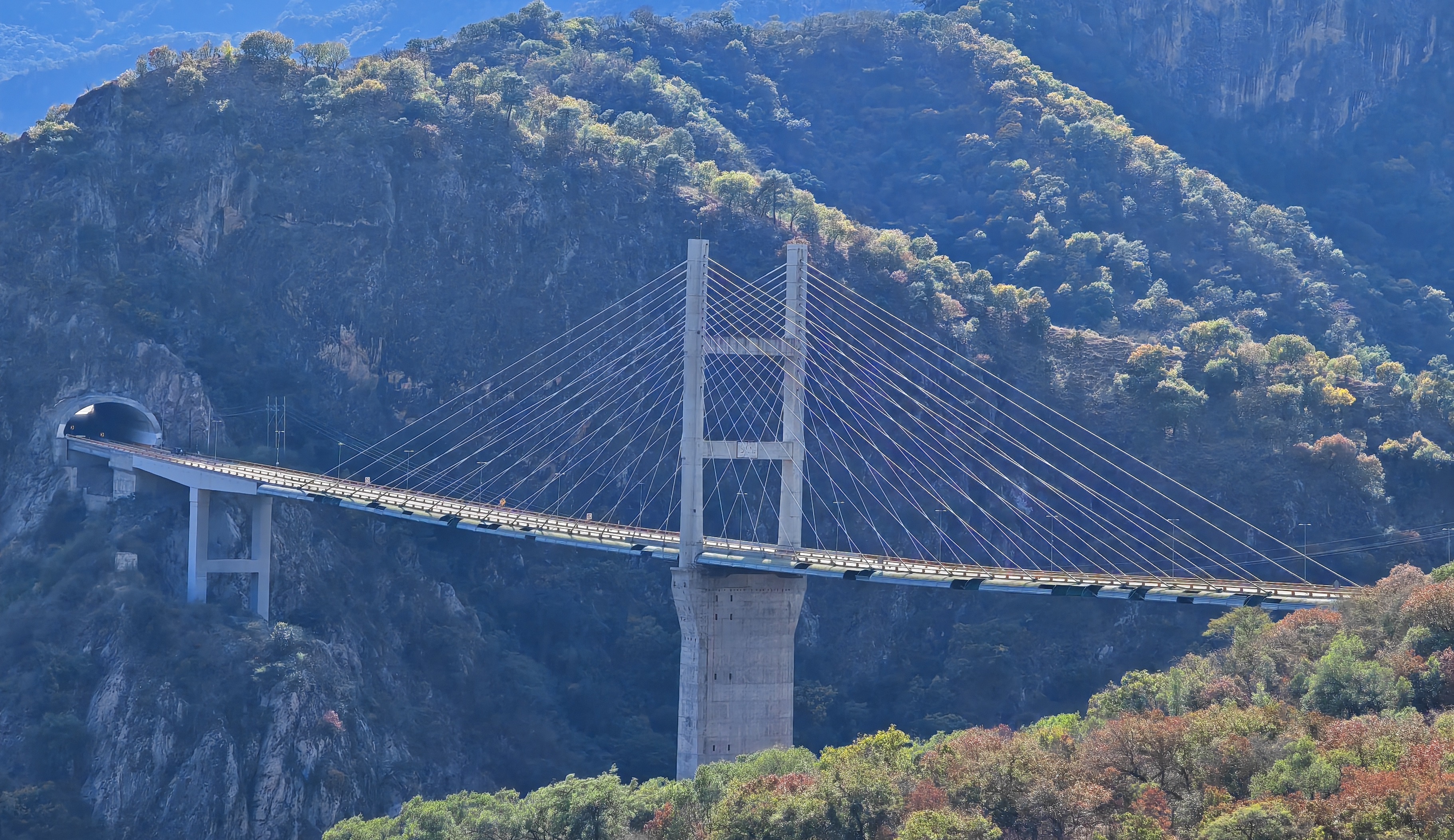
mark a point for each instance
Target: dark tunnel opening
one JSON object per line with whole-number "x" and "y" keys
{"x": 114, "y": 422}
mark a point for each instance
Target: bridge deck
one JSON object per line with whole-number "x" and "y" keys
{"x": 504, "y": 521}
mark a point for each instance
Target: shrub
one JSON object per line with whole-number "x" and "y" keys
{"x": 1344, "y": 684}
{"x": 264, "y": 45}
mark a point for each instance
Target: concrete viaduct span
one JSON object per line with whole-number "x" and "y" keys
{"x": 738, "y": 599}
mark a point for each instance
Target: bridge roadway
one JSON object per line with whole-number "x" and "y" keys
{"x": 502, "y": 521}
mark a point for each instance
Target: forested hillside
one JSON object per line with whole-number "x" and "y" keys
{"x": 232, "y": 224}
{"x": 1322, "y": 726}
{"x": 1341, "y": 110}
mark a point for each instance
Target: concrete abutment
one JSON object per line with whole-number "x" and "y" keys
{"x": 736, "y": 679}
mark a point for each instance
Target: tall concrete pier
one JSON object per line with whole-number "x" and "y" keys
{"x": 738, "y": 628}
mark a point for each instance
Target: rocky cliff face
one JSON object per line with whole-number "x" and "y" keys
{"x": 1312, "y": 67}
{"x": 201, "y": 253}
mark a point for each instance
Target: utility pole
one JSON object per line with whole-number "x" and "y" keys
{"x": 1303, "y": 525}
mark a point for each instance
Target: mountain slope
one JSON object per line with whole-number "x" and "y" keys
{"x": 224, "y": 229}
{"x": 1338, "y": 108}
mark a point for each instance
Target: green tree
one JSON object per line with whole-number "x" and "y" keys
{"x": 264, "y": 45}
{"x": 1345, "y": 685}
{"x": 771, "y": 191}
{"x": 733, "y": 188}
{"x": 1257, "y": 822}
{"x": 948, "y": 826}
{"x": 578, "y": 808}
{"x": 864, "y": 783}
{"x": 325, "y": 56}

----------------

(Task brief): Tally how many lines in the records contain the string "Target", with case counting, and reply with only that number.

(In response): 12